▶ _Assignment_
Everything from the line containing "Intersection-audit request. Target: dense" through the line containing "Intersection-audit request. Target: pale" should be repeated exactly, and nothing else from the data.

▶ _The data_
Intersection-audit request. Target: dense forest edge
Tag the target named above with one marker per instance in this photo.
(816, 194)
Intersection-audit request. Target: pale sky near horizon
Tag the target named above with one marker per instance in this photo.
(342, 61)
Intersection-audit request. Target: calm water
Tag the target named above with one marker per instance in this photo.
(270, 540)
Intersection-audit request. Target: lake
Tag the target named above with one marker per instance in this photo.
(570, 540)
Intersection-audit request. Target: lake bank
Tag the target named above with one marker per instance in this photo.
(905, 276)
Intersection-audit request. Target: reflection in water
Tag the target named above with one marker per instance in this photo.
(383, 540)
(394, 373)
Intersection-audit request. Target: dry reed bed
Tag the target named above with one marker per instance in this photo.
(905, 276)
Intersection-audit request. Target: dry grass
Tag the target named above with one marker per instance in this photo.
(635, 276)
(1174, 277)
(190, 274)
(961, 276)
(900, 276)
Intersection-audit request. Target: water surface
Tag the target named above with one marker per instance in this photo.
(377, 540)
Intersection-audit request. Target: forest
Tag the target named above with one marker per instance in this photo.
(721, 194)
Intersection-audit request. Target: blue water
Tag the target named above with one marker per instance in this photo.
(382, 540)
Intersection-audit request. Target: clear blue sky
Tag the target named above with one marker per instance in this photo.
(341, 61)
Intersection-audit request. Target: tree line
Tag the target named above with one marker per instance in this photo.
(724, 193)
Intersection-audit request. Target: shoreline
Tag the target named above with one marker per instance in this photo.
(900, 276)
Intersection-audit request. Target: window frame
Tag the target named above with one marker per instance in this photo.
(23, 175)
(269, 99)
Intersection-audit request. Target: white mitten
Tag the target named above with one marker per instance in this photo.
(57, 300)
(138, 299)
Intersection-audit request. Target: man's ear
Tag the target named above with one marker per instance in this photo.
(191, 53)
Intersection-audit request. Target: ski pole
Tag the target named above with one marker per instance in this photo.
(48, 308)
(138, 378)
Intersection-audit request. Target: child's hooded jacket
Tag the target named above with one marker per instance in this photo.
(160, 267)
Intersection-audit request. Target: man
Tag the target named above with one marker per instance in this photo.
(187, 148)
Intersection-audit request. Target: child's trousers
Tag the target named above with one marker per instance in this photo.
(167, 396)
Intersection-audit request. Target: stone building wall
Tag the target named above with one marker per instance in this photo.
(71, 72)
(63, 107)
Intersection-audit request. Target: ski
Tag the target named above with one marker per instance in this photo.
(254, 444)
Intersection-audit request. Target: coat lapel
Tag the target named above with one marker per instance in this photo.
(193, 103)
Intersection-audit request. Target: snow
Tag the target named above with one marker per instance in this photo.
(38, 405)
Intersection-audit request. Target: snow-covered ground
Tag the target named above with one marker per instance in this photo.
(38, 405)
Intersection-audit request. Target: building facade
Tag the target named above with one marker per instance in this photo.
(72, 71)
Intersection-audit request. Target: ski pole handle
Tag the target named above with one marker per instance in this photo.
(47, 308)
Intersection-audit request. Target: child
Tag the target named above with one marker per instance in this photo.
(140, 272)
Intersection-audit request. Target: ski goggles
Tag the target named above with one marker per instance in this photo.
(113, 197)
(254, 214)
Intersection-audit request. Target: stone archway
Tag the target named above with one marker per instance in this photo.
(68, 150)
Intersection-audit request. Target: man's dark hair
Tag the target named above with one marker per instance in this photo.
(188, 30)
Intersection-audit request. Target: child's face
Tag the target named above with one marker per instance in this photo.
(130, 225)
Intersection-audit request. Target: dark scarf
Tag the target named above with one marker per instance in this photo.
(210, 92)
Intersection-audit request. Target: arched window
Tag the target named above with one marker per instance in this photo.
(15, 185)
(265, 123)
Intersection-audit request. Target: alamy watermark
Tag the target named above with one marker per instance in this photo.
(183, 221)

--

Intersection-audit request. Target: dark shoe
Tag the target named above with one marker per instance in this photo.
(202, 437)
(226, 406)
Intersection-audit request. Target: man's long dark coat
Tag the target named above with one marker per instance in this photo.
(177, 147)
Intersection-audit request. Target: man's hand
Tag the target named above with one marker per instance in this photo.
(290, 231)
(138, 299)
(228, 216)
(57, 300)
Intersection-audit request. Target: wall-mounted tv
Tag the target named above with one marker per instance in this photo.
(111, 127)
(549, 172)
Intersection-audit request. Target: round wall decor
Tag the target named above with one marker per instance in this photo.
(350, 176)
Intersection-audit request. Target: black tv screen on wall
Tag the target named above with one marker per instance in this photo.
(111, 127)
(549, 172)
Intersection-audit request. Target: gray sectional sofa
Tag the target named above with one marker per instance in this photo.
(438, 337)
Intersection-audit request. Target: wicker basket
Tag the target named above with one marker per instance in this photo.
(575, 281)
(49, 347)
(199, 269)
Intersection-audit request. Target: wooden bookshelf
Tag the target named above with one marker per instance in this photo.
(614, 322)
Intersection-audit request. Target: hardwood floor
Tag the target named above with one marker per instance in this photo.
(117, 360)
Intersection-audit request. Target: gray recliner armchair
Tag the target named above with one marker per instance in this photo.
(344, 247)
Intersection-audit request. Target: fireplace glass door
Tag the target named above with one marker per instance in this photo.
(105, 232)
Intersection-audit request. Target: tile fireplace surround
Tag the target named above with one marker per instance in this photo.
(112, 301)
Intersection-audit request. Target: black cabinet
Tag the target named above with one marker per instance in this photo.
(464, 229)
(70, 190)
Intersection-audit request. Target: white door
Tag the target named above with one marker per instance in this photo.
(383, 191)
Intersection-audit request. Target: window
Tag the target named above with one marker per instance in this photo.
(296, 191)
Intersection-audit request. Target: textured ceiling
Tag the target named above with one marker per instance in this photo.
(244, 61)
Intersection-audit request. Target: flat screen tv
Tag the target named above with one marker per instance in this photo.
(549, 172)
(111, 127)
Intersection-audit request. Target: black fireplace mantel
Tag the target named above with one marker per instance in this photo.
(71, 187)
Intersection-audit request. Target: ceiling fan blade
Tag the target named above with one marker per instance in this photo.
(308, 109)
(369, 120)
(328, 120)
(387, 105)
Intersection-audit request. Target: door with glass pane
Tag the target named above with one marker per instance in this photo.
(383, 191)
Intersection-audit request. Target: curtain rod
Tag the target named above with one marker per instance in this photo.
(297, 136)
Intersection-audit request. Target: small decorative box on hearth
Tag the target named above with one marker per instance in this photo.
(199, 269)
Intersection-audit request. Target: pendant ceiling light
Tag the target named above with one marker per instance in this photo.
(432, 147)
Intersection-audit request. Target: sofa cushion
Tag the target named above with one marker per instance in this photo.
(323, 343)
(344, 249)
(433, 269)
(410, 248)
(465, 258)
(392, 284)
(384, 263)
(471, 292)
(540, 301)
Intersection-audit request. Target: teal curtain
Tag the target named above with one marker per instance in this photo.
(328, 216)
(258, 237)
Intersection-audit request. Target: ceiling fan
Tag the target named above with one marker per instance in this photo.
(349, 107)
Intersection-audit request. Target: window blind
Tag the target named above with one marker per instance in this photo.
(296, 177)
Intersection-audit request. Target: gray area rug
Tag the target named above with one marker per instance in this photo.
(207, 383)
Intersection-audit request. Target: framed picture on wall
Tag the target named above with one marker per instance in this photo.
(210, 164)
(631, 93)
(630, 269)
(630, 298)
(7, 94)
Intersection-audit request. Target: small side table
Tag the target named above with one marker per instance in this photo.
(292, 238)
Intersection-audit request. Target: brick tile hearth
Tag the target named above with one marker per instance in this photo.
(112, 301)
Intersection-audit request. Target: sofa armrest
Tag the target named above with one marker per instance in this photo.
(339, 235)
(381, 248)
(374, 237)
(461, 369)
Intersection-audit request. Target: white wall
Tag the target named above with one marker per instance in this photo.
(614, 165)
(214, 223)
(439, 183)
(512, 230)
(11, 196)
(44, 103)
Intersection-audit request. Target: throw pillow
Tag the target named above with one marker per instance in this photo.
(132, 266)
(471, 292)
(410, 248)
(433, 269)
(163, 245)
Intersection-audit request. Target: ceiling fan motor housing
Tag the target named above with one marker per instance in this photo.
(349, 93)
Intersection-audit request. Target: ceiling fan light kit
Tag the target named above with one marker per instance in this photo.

---

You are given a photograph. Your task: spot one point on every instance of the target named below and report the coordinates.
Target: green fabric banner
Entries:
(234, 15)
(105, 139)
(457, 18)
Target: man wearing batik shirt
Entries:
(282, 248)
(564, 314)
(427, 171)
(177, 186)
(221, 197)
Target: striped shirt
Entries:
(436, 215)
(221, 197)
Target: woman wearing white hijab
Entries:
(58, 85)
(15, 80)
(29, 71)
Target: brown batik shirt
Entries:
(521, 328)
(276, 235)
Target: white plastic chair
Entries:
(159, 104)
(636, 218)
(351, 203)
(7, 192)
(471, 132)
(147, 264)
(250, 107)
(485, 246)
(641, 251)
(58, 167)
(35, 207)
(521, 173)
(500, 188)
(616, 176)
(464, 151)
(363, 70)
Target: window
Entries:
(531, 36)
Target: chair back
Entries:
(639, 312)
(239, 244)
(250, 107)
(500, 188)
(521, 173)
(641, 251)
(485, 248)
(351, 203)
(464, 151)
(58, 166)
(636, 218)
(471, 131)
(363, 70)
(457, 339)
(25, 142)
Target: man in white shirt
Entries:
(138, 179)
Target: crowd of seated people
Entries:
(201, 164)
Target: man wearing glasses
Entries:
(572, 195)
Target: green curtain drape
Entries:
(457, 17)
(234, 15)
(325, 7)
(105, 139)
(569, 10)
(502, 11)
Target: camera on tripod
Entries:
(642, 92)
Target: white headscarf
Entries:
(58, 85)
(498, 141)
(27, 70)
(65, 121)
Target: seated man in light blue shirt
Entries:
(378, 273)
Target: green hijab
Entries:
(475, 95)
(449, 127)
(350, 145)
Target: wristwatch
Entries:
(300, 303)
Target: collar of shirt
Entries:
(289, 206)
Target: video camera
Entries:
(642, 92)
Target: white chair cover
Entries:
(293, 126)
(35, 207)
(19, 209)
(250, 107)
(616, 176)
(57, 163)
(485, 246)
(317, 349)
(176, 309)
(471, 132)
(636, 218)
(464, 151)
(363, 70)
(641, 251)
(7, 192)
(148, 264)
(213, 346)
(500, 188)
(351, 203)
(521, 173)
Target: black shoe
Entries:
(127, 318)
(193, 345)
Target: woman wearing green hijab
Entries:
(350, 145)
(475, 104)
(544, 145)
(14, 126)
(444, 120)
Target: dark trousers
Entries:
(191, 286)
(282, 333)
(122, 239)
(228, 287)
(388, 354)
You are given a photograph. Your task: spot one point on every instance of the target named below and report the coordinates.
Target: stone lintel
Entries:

▶ _Expected answer_
Intersection-audit request. Target: dense forest edge
Tag the target named above with one marker per instance in this photo.
(816, 194)
Intersection-audit request. Target: pale sky near horizon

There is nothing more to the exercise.